Could you retype the listing below word for word, leaving the pictures out?

- _Dataset rows_:
(begin)

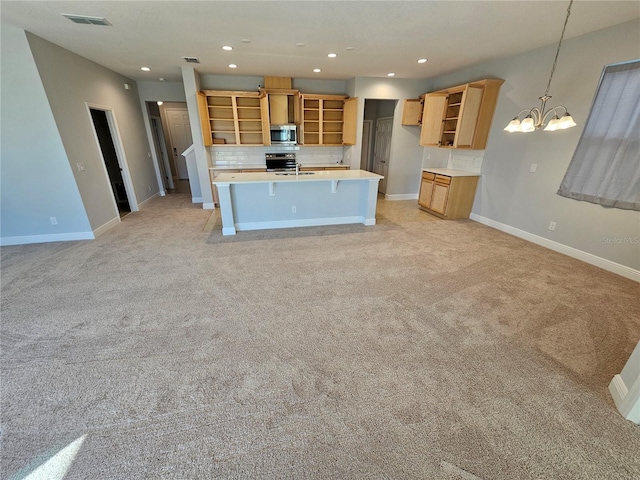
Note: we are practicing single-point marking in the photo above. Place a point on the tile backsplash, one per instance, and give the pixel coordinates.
(470, 161)
(221, 155)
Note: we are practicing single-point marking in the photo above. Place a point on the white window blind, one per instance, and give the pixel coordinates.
(605, 167)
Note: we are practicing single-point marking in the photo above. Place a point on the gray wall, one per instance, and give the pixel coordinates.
(36, 178)
(508, 193)
(403, 177)
(71, 81)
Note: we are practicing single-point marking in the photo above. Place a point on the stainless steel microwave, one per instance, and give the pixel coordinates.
(284, 134)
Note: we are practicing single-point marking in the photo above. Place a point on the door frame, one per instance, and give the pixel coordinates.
(120, 155)
(385, 181)
(166, 111)
(368, 164)
(157, 132)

(end)

- _Full response_:
Note: we are practicing single-point marking in the photo above. Place a point on the tile backsplash, one per instance, and give the pixel coordinates.
(470, 161)
(221, 155)
Note: we are practicing single-point marking in the photo above. Place a point on the white window blind, one per instance, and give the pixel coordinates.
(605, 167)
Note: we are practicing single-point marking in the photo above. Place a point on the gray wall, one per instance, and give the pixel coordinates.
(36, 178)
(508, 193)
(403, 177)
(71, 81)
Note: we are practicing single-point marking in the photo above. Place a point on the stainless steel microwave, one per instance, and give the pixel coordinates.
(284, 134)
Note: we are practicing single-point marking in the photo above. Place a point on the door frame, one per instance, and give the pixel coordinates.
(120, 155)
(385, 181)
(166, 111)
(368, 164)
(157, 132)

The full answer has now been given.